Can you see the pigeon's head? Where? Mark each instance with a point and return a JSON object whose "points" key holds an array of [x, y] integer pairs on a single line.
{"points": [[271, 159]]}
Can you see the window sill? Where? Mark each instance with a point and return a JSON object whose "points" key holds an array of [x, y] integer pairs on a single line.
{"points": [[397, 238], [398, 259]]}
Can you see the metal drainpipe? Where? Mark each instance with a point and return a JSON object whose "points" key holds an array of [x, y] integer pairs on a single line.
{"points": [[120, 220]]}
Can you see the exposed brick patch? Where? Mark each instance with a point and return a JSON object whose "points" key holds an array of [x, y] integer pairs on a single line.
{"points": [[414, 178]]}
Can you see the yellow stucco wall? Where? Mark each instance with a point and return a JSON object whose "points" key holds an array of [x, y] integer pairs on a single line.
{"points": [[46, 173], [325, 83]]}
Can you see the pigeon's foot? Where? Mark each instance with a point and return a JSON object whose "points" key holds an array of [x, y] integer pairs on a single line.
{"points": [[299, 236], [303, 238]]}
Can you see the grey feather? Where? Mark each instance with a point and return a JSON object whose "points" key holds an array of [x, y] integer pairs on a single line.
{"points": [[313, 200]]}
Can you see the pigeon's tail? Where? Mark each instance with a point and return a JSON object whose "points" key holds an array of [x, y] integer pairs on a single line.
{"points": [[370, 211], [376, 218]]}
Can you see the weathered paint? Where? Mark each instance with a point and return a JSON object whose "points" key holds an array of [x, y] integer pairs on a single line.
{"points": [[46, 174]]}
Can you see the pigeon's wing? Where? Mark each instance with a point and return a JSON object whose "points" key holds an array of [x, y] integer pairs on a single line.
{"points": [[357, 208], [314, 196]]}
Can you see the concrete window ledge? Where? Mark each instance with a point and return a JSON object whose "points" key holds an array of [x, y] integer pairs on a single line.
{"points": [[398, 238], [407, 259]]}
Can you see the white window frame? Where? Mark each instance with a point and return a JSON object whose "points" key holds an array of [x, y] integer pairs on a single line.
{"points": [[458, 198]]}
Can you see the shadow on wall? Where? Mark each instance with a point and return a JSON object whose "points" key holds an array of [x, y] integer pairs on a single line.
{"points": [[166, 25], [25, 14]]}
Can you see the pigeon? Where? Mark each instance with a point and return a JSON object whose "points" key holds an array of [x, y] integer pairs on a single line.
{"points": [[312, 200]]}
********
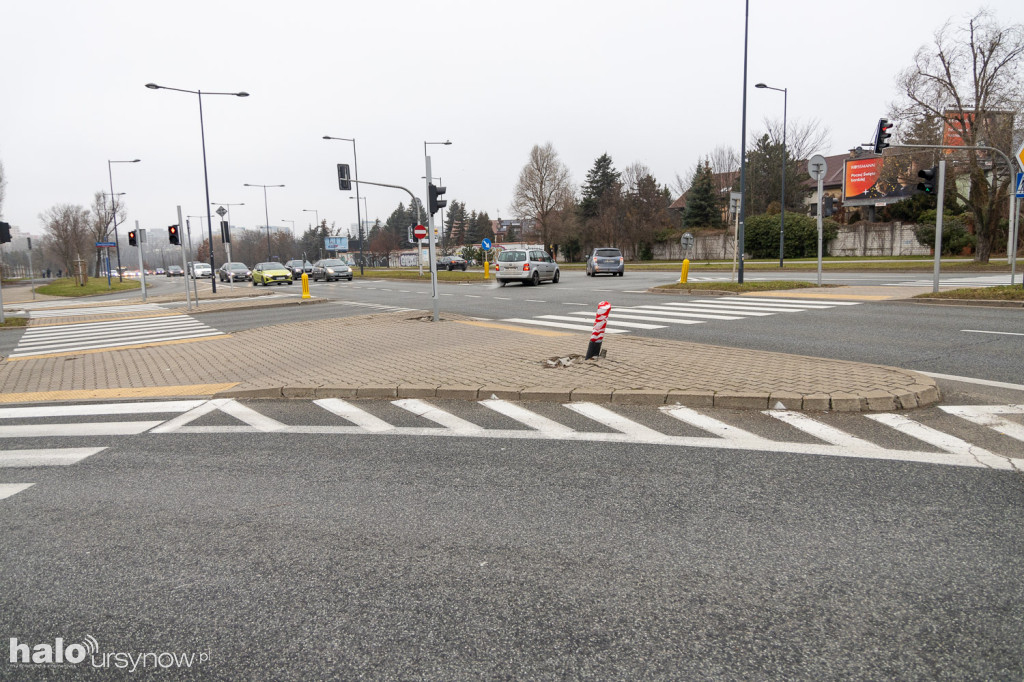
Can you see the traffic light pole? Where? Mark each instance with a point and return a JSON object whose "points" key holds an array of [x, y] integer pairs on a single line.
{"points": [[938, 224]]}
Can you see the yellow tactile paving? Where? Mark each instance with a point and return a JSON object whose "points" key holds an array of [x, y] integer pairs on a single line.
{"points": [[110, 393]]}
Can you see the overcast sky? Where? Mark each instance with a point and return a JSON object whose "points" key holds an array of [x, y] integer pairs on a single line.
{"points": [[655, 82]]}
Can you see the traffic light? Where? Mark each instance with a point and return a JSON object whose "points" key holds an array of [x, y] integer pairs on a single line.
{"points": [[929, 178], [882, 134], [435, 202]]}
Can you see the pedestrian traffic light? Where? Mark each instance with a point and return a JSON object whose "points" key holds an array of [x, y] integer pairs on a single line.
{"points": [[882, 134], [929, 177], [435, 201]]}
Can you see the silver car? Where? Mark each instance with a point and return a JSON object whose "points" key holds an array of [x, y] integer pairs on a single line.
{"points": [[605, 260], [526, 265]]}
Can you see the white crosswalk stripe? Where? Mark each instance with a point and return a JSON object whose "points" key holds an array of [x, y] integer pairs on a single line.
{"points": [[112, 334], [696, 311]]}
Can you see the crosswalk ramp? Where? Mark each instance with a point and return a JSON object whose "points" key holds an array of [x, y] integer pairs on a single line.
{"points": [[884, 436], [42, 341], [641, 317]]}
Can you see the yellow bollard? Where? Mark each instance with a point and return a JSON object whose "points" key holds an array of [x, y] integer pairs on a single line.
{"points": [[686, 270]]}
********
Goal :: Show every line of the material above that contains the string "window".

Exercise solution ::
Can you see the window sill? Where? Mark each instance with a point and return a JSON object whose "points" key holds an array of [x, y] integer pairs on a single line.
Can you see the concrete window ledge? Where? Mark each instance with a point and return a JSON object whose "points" key holds an array of [x, y] integer pairs on a single line.
Can you see the white window frame? Where? Mark each instance with a point and return a JSON object whose "points" key holds an array of [x, y] integer pairs on a single line.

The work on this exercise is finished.